== PROVIDED ENTRIES ==
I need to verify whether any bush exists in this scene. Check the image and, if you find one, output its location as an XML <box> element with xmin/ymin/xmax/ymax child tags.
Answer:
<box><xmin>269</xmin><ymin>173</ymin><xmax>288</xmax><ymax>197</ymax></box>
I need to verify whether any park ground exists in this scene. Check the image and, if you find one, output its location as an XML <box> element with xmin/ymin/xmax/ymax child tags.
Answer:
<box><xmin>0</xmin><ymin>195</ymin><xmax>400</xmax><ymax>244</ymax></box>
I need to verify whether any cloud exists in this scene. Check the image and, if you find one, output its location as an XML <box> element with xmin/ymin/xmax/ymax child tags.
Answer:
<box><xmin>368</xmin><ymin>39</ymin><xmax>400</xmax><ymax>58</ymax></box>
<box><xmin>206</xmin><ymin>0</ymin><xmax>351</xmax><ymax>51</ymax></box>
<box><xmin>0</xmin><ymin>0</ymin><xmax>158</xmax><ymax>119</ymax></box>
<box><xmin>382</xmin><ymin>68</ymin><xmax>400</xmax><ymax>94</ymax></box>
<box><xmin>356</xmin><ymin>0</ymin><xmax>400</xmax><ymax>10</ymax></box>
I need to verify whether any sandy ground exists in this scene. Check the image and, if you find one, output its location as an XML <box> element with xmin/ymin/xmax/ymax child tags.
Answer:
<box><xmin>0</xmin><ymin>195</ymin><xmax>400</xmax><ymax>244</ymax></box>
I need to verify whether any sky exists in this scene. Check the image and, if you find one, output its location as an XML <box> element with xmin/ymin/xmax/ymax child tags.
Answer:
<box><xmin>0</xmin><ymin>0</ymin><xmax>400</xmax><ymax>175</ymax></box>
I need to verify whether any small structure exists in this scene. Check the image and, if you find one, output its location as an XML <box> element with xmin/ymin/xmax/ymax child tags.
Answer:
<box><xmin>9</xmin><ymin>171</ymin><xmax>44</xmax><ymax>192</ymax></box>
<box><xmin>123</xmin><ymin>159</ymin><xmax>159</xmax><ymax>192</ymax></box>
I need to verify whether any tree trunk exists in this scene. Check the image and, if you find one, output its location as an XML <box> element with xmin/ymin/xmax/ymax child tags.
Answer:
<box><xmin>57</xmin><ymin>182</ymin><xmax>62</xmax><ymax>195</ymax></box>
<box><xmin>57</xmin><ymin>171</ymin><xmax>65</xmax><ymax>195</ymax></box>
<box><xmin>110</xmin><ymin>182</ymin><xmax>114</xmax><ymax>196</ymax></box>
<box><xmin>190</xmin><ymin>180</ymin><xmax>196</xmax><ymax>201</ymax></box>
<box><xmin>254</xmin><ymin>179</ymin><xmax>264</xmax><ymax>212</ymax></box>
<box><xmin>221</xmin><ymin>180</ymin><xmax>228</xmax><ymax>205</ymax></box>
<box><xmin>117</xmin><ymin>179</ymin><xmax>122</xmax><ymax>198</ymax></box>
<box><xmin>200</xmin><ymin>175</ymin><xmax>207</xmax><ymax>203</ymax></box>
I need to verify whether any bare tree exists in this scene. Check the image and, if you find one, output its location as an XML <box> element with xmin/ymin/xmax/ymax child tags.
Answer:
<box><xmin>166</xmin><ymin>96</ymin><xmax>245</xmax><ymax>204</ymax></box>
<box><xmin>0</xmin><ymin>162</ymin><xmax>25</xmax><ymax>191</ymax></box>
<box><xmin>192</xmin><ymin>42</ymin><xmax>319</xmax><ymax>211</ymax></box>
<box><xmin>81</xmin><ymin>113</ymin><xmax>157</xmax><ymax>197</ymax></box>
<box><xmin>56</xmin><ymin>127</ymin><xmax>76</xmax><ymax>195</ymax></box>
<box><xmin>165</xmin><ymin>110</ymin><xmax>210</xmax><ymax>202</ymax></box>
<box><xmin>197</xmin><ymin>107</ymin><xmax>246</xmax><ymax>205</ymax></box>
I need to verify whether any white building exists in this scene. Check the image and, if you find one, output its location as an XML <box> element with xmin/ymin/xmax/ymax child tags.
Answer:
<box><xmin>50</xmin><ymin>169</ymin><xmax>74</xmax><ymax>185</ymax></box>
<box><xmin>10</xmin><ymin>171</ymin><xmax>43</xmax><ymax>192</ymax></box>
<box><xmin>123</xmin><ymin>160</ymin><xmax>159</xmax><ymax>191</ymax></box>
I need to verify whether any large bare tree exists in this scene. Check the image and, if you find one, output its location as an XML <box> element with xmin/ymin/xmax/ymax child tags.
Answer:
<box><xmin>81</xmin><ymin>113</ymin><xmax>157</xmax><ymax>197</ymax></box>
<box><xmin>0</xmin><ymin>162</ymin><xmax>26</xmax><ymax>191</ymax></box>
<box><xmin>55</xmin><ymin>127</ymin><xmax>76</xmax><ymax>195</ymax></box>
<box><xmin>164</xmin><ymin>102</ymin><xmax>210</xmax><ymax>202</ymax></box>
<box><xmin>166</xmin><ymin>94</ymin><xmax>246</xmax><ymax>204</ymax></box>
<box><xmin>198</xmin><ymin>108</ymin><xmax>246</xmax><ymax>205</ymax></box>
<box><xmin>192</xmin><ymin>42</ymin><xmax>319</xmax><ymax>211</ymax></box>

== WHAT THE TASK ASKS ==
Copy every line of the entries above that contains the string "bare", matching case exactly.

== THE RESPONSE ==
I need to verify whether any bare tree exists in this scene. Check the image and, if you find one, output its location as an XML <box> element with xmin/ymin/xmax/ymax child tags.
I need to verify whether any large bare tree exists in this scene. Check the image and, if you find one, output its location as an XML <box> element with xmin/ymin/xmax/ymax child tags.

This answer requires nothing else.